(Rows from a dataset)
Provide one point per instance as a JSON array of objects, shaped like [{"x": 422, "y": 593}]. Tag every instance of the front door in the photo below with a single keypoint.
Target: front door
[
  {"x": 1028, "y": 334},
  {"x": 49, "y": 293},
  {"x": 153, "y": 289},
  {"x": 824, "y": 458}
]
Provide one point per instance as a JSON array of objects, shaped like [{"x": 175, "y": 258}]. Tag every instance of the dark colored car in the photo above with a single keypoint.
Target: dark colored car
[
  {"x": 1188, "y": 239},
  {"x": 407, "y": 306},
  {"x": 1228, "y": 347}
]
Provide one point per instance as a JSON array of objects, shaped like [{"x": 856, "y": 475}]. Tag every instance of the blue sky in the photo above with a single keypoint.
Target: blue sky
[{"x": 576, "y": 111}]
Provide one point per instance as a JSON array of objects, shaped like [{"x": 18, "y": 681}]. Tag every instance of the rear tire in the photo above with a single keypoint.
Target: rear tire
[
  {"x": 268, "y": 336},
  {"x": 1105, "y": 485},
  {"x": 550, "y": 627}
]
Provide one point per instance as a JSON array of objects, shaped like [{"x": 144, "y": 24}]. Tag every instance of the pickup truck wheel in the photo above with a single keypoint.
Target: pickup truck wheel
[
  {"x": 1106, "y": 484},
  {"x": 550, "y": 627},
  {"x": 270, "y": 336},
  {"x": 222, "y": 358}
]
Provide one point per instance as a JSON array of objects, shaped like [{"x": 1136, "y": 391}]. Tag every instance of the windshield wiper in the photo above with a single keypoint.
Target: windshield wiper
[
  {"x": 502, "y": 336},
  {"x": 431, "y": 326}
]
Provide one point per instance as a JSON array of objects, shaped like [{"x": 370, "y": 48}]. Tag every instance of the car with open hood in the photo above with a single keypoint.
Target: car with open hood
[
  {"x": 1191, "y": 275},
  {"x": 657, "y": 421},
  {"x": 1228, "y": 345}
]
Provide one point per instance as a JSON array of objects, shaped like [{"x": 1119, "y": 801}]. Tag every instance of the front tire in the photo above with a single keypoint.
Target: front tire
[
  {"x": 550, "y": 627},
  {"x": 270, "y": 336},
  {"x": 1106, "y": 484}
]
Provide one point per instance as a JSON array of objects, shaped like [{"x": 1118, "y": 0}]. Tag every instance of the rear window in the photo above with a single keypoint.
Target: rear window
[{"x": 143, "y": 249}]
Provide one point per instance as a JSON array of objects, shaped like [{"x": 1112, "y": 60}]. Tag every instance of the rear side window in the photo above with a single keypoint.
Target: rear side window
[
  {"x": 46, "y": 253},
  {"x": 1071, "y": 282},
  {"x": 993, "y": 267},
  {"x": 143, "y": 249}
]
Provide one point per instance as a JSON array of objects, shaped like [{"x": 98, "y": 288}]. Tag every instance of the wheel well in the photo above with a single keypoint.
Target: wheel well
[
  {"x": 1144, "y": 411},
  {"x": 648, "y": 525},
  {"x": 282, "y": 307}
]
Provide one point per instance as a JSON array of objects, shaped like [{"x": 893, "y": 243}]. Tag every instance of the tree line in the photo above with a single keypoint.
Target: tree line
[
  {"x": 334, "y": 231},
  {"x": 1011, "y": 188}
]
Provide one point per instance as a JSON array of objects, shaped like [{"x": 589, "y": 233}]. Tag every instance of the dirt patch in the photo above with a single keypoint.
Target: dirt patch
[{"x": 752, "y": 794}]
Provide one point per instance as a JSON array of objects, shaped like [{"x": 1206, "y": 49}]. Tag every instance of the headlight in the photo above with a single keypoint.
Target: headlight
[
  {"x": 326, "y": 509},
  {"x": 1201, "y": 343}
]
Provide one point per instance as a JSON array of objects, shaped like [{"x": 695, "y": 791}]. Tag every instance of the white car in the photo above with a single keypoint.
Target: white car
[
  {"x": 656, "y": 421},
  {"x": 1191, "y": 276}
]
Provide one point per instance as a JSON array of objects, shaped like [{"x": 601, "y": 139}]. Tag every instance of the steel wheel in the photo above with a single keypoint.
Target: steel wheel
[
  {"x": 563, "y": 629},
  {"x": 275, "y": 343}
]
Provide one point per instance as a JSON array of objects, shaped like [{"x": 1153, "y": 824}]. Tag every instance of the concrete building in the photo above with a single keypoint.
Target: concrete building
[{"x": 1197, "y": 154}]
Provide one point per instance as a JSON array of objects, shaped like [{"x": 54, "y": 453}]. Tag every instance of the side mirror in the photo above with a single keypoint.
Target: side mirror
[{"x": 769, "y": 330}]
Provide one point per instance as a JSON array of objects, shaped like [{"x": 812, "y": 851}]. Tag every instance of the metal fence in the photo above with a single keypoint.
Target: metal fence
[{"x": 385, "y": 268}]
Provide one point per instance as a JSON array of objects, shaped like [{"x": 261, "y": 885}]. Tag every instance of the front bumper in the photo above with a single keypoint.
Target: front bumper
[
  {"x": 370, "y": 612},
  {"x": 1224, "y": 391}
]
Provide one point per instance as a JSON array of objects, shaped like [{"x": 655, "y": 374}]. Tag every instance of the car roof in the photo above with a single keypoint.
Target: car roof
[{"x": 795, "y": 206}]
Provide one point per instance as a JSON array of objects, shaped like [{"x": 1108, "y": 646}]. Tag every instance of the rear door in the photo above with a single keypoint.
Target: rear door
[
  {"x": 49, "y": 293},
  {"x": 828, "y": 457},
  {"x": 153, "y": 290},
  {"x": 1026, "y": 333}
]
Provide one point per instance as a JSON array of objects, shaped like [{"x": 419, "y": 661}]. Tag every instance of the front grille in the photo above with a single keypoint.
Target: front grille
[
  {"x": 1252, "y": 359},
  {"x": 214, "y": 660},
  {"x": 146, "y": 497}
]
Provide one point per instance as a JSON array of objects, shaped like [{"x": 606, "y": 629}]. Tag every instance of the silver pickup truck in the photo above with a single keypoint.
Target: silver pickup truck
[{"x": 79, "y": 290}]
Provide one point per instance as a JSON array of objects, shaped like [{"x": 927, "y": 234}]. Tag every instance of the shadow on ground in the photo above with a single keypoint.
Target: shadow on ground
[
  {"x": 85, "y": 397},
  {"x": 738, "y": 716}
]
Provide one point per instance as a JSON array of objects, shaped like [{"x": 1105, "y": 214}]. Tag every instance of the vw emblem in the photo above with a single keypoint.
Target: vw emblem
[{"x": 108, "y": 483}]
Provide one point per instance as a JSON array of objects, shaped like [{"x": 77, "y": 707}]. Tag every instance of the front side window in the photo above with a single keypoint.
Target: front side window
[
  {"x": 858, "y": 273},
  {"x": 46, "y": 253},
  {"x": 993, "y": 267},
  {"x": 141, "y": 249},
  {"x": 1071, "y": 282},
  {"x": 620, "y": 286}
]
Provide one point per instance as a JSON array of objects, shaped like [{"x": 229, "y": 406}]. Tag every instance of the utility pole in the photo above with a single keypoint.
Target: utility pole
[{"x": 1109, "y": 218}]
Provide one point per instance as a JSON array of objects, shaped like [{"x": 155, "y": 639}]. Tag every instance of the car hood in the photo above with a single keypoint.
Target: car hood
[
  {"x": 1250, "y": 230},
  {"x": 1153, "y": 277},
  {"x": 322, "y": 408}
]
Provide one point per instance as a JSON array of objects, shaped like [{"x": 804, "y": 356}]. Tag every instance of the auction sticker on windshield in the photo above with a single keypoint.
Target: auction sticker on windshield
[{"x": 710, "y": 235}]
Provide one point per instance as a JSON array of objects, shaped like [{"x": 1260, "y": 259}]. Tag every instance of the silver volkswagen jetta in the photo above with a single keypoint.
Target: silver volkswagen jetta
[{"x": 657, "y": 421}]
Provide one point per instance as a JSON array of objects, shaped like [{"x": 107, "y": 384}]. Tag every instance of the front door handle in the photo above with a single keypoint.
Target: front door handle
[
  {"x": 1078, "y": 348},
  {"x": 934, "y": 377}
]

» Short problem: Return, word for word, each line from the line that contains "the vw emblem" to the end of the listing above; include both end lines and nothing else.

» Response:
Provide one point per instance as a JSON array of objects, shaped like [{"x": 1105, "y": 214}]. Tag every instance of the vw emblem in the photo above with a single keypoint.
Target: vw emblem
[{"x": 108, "y": 483}]
Provide one point per instance as a JSON array of objects, shaped like [{"x": 77, "y": 707}]. Tag every instance of the front side window in the photo above with a single keypoint.
Target: front side window
[
  {"x": 858, "y": 273},
  {"x": 46, "y": 253},
  {"x": 993, "y": 267},
  {"x": 141, "y": 249},
  {"x": 1071, "y": 282},
  {"x": 620, "y": 286}
]
Provide one point per instance as a JSON array of objects, shaped like [{"x": 229, "y": 406}]. Tag every instance of the utility pole in the photo above with a single keypoint.
Target: utility pole
[{"x": 1109, "y": 218}]
Provide one point per instance as a JSON array of objects, shaped like [{"x": 155, "y": 639}]. Tag every instance of the car hood in the photo above with a single keypoint.
Target: car hood
[
  {"x": 1250, "y": 230},
  {"x": 1153, "y": 277},
  {"x": 322, "y": 408}
]
Provide one point per instance as a JSON array of objects, shaped like [{"x": 804, "y": 356}]. Tag every instance of the auction sticker on windshield in the photo above with a single keypoint.
Target: auction sticker on windshield
[{"x": 710, "y": 235}]
Provide one point per instance as a JSON array of objects, shaped like [{"x": 1260, "y": 259}]. Tag every instance of the silver volkswagen jetta in the photo above with a single keypoint.
Target: silver volkswagen jetta
[{"x": 657, "y": 421}]
Provide one point per instance as a JSON array of objects, shaped like [{"x": 107, "y": 384}]. Tag every instance of the front door handle in the photo above with a single keypoint.
Target: front door handle
[
  {"x": 1078, "y": 348},
  {"x": 934, "y": 377}
]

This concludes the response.